[Data shown]
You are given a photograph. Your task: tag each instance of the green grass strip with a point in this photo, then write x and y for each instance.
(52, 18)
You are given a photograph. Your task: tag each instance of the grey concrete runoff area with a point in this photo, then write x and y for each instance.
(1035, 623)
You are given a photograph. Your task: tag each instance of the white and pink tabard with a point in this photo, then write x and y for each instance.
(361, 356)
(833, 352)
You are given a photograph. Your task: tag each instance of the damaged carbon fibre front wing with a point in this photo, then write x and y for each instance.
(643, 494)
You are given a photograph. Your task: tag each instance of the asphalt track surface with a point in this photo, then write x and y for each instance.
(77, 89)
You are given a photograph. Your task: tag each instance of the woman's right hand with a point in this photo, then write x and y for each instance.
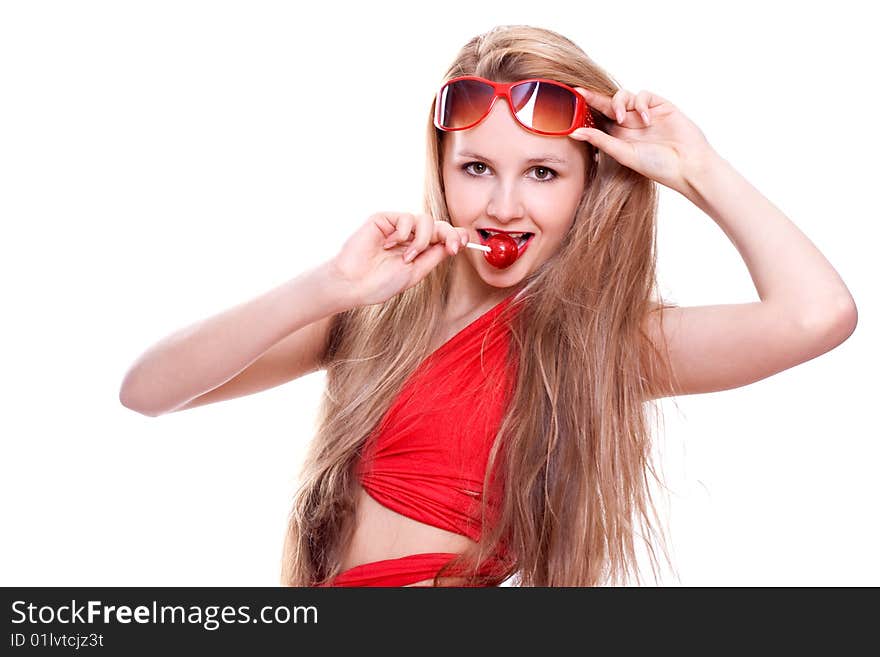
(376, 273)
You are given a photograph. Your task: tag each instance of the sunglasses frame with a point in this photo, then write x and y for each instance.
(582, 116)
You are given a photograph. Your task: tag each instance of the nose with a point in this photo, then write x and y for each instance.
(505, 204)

--

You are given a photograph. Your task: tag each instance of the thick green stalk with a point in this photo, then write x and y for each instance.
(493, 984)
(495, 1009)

[Given exercise]
Output the part of the items that opens with the line containing "of the green" and closes with the line containing "(1035, 623)" as a numbered list, with blank lines left out.

[Full solution]
1. You are given a photograph. Your task: tag each instance of the green grass strip with a point in this photo, then write x and y for each instance.
2. (52, 18)
3. You are given a photograph. Your task: tag each instance of the grey concrete runoff area with a point in this photo, then write x and y for each instance.
4. (1035, 623)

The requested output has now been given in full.